● **Task brief**
Reproduce exactly the lines below, starting with the line that contains "# test: for every instance of the wicker" and ending with the last line of the records, both included, and nothing else.

● **Records supplied**

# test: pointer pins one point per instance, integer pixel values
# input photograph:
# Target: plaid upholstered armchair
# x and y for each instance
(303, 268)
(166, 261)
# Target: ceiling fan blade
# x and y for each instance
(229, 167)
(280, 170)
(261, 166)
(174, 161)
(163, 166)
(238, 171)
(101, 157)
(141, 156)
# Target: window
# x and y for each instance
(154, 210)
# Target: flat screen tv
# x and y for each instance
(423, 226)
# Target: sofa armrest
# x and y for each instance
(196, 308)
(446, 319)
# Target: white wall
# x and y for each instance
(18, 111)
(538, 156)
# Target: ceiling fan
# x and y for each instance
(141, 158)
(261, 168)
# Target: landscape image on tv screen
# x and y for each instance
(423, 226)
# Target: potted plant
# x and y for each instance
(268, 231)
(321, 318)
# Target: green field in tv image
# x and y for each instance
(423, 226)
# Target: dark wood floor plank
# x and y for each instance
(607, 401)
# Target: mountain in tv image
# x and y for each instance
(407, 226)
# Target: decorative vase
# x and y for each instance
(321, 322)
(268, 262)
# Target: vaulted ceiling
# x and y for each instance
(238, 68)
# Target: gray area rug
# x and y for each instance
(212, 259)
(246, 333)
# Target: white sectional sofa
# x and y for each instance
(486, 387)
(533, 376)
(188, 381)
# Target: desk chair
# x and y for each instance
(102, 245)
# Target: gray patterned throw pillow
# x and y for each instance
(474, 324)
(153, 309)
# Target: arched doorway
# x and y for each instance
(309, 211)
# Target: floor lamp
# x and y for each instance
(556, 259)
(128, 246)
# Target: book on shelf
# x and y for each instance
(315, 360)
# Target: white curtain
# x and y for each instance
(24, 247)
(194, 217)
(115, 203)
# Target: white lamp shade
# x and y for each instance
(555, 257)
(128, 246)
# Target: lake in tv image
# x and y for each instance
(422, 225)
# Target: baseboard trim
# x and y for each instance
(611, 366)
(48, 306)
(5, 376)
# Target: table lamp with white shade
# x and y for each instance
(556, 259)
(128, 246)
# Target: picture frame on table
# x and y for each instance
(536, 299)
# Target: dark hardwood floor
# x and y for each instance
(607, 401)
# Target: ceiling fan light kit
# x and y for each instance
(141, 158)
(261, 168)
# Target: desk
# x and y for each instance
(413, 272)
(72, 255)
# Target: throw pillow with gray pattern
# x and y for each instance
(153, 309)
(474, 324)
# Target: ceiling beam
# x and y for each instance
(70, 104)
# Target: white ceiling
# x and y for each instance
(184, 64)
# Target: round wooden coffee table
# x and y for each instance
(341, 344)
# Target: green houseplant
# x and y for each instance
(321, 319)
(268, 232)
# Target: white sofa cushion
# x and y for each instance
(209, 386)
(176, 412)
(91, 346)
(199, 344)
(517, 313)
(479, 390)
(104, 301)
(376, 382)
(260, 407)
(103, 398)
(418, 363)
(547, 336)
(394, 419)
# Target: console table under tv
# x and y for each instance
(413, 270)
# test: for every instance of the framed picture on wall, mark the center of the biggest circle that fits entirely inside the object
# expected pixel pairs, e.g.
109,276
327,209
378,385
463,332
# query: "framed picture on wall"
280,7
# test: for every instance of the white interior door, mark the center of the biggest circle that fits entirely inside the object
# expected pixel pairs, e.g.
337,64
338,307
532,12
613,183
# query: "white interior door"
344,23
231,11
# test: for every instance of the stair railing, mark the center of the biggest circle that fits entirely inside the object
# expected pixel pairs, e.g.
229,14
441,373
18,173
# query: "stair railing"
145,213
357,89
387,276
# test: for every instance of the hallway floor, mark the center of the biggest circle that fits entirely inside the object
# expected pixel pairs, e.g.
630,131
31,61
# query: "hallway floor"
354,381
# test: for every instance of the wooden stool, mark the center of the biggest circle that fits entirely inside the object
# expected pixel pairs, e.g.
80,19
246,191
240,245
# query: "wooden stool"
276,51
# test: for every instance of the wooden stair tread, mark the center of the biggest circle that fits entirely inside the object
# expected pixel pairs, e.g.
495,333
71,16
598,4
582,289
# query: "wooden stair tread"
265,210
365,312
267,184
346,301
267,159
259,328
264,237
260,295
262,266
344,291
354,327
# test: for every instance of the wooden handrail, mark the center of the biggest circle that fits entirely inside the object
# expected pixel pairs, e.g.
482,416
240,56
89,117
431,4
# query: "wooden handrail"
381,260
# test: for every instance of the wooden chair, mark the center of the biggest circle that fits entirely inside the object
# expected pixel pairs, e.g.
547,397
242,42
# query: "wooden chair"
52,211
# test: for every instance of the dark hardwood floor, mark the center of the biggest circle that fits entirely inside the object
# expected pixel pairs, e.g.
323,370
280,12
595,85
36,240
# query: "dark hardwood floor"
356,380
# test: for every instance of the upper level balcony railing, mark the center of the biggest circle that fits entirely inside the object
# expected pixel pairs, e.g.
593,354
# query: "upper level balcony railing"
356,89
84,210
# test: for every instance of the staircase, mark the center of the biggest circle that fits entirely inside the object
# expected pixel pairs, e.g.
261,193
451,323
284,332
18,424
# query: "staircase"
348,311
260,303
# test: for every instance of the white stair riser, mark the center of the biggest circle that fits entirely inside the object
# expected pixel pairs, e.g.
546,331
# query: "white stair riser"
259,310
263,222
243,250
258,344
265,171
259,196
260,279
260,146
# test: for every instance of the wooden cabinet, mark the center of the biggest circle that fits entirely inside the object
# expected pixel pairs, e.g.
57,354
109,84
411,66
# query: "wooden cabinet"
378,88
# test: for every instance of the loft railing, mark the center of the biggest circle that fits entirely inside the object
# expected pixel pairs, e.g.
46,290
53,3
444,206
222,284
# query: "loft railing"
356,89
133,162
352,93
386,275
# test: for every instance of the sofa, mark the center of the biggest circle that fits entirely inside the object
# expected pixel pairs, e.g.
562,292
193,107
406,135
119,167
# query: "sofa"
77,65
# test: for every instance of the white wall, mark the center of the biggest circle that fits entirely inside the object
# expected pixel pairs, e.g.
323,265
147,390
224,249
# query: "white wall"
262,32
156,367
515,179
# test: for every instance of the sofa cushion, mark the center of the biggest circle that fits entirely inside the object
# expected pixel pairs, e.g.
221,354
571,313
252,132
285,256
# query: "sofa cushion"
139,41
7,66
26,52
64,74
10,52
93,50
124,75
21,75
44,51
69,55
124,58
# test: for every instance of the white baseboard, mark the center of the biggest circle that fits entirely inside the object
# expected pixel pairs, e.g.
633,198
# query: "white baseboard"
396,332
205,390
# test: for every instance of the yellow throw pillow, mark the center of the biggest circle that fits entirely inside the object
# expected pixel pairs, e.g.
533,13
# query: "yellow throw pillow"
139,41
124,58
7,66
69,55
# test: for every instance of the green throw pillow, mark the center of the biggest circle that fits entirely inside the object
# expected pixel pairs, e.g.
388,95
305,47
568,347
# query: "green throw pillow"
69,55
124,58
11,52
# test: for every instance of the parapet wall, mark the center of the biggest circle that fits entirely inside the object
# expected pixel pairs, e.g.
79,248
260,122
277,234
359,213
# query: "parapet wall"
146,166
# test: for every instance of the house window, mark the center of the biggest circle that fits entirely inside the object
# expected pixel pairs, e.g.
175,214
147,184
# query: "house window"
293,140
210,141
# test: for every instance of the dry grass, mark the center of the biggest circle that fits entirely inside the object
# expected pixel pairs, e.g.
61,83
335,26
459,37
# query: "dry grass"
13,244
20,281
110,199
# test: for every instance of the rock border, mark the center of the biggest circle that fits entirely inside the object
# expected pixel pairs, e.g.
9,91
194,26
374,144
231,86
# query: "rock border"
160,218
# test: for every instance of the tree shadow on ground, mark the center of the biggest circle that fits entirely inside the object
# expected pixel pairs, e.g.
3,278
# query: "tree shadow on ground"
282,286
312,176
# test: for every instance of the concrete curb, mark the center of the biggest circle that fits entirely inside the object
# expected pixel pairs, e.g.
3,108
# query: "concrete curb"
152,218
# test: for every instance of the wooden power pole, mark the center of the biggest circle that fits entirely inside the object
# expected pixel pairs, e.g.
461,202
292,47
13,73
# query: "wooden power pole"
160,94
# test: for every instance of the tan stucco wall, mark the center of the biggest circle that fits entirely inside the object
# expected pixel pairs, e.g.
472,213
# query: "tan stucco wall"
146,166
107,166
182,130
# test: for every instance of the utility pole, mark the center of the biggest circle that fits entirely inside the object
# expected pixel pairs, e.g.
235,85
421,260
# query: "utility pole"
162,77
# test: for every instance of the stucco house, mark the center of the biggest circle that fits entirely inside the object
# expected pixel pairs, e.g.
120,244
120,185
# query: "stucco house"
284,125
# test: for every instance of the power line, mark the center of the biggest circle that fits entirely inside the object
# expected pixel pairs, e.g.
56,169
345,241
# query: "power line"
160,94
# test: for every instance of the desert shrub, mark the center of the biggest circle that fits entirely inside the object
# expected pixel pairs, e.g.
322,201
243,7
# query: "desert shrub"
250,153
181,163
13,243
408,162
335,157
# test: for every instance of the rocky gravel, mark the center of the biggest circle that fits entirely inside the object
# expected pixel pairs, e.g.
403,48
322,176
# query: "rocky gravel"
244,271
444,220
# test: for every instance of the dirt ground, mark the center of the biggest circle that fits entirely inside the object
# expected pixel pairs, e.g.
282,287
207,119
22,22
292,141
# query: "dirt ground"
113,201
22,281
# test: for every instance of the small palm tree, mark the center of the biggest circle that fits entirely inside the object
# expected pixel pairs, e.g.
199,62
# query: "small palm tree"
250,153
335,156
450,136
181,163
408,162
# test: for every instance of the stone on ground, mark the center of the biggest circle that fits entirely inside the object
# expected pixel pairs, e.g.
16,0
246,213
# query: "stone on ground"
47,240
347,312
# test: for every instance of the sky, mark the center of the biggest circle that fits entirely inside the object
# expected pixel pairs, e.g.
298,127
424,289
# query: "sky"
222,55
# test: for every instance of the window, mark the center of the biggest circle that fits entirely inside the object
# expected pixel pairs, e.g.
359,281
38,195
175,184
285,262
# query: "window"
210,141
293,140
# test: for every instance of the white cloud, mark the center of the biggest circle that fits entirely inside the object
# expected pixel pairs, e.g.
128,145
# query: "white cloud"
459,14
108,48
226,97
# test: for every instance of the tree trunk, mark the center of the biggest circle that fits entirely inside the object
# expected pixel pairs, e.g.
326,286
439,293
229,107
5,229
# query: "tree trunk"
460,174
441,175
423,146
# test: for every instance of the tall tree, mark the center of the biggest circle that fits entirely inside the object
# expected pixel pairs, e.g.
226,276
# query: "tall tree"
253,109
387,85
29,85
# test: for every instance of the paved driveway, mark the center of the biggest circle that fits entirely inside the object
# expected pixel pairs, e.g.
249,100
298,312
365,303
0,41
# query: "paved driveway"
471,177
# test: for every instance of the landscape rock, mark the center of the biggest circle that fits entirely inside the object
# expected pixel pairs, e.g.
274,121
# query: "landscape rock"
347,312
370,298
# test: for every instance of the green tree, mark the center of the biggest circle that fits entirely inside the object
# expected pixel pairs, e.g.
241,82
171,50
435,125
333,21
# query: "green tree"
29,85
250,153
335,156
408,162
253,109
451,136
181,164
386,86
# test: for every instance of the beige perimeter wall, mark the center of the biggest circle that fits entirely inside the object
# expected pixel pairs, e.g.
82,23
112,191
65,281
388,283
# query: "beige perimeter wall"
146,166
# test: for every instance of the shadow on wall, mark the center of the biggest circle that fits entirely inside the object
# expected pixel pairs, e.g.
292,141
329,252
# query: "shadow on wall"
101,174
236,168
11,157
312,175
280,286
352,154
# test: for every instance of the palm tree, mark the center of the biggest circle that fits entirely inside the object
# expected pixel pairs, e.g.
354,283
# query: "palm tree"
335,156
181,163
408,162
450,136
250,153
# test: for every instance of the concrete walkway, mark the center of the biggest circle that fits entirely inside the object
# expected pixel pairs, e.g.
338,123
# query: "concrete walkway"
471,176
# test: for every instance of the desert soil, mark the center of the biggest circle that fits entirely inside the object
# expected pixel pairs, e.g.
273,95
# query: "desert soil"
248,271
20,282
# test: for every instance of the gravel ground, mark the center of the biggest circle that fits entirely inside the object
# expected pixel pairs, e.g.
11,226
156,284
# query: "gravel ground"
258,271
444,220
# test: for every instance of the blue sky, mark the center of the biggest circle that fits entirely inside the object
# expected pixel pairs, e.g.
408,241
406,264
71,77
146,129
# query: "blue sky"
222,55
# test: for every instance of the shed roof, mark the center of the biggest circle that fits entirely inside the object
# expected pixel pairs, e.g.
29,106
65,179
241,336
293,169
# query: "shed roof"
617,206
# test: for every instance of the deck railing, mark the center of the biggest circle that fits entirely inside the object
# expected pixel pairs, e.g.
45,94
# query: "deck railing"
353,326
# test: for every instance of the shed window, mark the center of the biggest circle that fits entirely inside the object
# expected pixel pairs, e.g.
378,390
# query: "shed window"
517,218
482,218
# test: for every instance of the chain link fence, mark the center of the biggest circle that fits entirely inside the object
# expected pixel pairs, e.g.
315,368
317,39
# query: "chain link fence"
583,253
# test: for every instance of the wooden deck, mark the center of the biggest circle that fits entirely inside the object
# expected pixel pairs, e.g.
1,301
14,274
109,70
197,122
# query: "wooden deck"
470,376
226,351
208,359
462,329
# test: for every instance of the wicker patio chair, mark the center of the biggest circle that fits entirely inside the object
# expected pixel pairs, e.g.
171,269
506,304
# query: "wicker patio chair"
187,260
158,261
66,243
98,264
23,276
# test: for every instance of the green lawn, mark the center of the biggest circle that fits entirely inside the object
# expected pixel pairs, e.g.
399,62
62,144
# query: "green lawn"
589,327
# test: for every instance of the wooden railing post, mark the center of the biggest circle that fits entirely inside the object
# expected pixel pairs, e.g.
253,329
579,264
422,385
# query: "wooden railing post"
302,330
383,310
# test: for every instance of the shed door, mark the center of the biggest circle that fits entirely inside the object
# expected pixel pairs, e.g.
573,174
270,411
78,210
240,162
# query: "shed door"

● **Completed task**
# test: for every instance of the wicker patio chair, mark the center of the biggest circle that fits entirely inside the object
# expected pixel pairs, e.g.
171,269
506,304
# query: "wicker patio chair"
187,260
158,261
66,243
98,264
23,276
# test: for every instance of the green lawn, mark the center of the biggest circle that fits entirely inside the object
# expected pixel pairs, e.g.
399,62
62,144
# query: "green lawn"
589,327
# test: for every instance of the wooden railing post, mark the center of the biggest circle that fits entirely inside the object
# expected pixel pairs, e.g.
253,329
579,264
422,385
# query: "wooden railing post"
302,330
383,310
# test: for every instance of the shed door, mark the center of the biggest circle that fits entirely inside the object
# expected pixel pairs, e.g.
573,174
270,411
78,210
240,162
# query: "shed door"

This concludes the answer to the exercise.